Problem to work on: Please rewrite the entries from the beginning through the line that contains "x=257 y=154", swapping "wet bark surface" for "damp bark surface" and keeping everything else as it is. Return only those lines.
____ Record list
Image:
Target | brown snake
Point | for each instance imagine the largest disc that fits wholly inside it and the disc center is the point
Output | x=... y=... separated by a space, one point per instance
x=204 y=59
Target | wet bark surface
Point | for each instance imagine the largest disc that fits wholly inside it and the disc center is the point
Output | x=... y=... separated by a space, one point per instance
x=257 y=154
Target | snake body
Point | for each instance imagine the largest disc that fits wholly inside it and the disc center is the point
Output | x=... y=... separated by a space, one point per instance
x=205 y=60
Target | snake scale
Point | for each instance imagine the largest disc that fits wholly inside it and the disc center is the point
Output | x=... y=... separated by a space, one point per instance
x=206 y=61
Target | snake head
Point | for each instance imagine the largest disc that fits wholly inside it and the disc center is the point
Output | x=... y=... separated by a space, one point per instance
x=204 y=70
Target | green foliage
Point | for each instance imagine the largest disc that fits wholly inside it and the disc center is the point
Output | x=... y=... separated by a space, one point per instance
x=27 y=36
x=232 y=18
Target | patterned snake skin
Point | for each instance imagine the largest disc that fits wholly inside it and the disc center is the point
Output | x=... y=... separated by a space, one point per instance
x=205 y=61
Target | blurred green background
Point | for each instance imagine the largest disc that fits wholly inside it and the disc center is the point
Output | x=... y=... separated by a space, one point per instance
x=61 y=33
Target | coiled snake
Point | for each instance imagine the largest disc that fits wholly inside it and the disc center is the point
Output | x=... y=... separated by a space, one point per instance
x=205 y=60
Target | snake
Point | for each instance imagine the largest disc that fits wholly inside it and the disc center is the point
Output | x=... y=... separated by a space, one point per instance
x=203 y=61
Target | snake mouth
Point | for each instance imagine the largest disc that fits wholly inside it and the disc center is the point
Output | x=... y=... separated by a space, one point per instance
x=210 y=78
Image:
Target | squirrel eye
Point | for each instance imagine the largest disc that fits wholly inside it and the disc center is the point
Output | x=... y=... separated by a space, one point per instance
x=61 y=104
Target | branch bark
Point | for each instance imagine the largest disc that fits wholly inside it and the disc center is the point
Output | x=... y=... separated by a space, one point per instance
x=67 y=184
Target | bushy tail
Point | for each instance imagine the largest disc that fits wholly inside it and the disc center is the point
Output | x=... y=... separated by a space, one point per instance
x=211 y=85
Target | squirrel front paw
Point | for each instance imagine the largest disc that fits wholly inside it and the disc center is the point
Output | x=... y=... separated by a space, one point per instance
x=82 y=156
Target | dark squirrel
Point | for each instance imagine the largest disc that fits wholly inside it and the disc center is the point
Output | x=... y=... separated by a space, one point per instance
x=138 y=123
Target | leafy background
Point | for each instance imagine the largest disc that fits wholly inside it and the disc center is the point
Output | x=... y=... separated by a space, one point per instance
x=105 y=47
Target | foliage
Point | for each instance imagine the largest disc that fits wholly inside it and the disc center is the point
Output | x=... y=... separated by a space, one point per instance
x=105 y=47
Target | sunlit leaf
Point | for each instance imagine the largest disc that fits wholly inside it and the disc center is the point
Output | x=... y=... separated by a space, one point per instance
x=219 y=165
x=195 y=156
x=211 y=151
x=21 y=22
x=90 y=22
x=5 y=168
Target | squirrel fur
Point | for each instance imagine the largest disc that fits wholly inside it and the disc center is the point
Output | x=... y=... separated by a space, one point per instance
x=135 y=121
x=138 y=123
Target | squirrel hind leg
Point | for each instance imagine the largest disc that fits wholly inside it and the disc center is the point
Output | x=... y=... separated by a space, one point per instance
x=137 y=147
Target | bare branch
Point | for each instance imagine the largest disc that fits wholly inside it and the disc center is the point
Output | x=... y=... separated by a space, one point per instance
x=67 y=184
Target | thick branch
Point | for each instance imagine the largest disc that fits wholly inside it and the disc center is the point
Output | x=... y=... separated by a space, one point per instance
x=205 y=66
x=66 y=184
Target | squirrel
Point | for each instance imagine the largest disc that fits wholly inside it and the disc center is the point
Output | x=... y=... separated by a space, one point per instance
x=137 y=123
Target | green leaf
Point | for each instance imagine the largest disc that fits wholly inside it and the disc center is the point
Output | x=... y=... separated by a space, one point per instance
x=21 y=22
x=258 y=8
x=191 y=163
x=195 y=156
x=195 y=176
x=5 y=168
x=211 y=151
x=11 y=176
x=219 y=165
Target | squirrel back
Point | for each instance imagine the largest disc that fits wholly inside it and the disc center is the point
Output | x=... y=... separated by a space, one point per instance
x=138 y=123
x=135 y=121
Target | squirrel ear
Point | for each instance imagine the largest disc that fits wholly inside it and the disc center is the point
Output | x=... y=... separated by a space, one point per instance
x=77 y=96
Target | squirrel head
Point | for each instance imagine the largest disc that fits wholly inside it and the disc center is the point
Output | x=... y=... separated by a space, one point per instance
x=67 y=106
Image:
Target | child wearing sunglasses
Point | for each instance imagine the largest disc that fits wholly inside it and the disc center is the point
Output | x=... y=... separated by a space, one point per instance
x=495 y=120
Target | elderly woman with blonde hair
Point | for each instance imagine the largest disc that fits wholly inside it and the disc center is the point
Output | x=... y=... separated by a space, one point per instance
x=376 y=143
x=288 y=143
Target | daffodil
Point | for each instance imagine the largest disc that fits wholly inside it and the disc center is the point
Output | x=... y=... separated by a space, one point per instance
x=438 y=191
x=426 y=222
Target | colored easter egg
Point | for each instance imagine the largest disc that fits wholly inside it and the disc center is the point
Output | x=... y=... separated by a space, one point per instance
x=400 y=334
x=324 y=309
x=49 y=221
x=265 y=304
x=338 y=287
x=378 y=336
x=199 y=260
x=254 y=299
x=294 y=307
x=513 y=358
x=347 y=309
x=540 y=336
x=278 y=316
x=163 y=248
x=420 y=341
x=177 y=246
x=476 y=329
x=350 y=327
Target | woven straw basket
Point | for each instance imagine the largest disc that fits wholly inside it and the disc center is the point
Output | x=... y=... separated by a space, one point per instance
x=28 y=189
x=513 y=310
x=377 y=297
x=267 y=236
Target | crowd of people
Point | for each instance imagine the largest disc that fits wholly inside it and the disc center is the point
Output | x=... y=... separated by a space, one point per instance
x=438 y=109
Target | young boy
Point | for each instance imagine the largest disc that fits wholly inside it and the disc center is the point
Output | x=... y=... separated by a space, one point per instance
________
Complete output:
Image:
Target | brown snake
Point | for each instance imagine the largest disc that fits wholly inside it and the disc center is the point
Output | x=... y=... separated by a space, one point per instance
x=204 y=59
Target | damp bark surface
Point | for each instance imagine the largest disc that fits wholly inside it and the disc center is the point
Output | x=... y=... separated by a space, one point per instance
x=257 y=154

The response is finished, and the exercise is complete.